Directions: From the records below, copy out word for word the lines from the one containing "226, row 100." up to and including the one containing "column 99, row 172", and nothing else.

+ + + + + + +

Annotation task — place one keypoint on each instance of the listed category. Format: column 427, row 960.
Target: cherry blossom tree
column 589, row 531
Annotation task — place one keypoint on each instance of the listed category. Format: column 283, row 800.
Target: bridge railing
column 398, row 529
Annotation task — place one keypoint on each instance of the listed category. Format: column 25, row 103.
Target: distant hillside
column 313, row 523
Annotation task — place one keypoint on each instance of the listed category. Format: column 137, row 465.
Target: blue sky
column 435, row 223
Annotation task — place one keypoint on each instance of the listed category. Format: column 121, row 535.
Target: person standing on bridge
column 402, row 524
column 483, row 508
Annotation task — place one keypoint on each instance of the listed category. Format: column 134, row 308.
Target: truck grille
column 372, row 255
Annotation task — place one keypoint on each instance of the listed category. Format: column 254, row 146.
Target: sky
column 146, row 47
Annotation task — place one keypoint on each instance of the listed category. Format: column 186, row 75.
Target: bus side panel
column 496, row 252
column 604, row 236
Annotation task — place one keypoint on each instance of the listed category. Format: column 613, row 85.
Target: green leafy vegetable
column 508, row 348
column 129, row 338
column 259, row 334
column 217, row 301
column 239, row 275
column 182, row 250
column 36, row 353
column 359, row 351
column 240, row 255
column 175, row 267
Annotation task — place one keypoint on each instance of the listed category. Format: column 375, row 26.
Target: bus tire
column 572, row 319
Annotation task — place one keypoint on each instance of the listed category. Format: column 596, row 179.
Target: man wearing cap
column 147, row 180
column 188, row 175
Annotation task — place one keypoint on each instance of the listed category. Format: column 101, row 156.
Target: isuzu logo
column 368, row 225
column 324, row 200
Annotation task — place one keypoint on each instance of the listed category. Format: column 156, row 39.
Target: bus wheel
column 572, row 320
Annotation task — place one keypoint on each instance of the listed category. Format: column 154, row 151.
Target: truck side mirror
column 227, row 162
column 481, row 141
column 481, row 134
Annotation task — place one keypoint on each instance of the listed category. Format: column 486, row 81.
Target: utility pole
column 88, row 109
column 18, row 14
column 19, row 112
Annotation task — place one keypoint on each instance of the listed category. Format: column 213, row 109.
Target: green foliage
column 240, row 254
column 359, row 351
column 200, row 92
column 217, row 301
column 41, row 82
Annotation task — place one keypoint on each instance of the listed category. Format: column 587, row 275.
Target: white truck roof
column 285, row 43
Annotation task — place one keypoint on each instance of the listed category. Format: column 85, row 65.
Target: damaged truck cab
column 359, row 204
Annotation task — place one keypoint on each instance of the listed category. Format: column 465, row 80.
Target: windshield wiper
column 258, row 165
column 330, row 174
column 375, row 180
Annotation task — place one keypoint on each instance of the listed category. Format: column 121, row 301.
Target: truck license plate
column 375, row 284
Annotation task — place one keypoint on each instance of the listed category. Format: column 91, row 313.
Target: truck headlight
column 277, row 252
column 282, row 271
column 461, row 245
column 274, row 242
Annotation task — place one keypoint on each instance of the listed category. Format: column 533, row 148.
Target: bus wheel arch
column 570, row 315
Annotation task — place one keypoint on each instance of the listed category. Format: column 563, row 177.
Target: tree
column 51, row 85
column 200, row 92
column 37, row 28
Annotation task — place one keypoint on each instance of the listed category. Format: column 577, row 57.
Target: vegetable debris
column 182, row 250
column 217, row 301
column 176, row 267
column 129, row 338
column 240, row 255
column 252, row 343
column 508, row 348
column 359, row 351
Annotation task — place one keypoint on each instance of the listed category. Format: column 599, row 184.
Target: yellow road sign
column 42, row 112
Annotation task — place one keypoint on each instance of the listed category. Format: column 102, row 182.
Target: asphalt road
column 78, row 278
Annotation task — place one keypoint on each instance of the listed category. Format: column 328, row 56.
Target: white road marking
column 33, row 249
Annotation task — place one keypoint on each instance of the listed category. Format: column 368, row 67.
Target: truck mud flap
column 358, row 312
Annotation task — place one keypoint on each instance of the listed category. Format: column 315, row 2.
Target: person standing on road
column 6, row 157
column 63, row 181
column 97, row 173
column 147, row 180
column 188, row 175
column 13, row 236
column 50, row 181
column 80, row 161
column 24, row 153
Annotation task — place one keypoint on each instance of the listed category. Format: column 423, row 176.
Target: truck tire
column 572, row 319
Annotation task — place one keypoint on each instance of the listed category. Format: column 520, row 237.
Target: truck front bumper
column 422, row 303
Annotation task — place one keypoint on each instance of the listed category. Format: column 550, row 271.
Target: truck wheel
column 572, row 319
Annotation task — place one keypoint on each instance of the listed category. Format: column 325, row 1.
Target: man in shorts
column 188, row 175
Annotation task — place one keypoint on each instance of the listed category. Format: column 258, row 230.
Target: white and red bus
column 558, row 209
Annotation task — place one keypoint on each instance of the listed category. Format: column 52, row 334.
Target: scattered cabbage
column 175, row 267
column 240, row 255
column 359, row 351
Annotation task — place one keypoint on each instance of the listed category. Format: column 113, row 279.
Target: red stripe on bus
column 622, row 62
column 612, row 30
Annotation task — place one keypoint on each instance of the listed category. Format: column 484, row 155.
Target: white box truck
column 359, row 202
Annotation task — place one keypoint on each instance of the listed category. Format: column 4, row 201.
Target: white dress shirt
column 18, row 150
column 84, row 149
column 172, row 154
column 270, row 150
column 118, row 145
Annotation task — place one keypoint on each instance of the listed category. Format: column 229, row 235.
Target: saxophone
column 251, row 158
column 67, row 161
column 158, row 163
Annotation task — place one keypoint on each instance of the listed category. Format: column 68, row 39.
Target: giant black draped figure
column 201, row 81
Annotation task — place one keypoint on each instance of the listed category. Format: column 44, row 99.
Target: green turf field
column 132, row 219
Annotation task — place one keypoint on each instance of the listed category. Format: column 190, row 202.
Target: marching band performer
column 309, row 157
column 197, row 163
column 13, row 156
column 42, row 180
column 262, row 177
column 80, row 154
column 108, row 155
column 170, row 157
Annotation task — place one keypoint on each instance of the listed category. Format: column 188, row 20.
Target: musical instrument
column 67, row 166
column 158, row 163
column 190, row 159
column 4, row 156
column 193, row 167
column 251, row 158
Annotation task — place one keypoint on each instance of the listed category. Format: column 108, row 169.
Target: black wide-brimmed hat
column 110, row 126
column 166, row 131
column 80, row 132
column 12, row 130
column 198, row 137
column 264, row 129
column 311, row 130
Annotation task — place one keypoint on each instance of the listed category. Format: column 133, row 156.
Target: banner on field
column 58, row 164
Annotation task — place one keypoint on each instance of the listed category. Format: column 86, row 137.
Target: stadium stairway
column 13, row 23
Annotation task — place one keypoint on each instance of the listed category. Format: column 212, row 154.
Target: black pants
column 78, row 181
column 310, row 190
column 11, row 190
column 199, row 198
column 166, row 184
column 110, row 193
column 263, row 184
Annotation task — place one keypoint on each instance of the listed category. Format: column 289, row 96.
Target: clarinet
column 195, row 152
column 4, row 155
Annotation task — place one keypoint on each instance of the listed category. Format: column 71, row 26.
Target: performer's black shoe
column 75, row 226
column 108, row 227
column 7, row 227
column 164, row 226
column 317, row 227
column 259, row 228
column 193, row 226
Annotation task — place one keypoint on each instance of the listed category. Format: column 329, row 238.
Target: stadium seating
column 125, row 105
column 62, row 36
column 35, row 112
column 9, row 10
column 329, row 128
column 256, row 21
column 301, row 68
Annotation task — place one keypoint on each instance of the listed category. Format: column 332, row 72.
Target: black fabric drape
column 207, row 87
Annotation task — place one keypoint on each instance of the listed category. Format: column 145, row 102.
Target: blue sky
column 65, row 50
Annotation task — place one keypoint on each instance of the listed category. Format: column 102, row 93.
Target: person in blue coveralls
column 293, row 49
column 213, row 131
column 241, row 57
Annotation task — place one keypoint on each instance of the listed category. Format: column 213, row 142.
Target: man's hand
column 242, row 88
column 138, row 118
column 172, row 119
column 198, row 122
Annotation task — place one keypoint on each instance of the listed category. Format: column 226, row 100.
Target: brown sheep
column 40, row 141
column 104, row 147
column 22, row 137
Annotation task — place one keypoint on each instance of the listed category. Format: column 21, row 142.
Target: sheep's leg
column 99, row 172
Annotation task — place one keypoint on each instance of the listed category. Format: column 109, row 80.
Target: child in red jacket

+ + + + + + +

Result of the exercise:
Annotation task — place one keypoint on each instance of the listed category. Format: column 226, row 100.
Target: brown sheep
column 40, row 141
column 104, row 147
column 22, row 137
Annotation task — place one keypoint on each instance of the listed category. Format: column 21, row 142.
Target: sheep's leg
column 99, row 172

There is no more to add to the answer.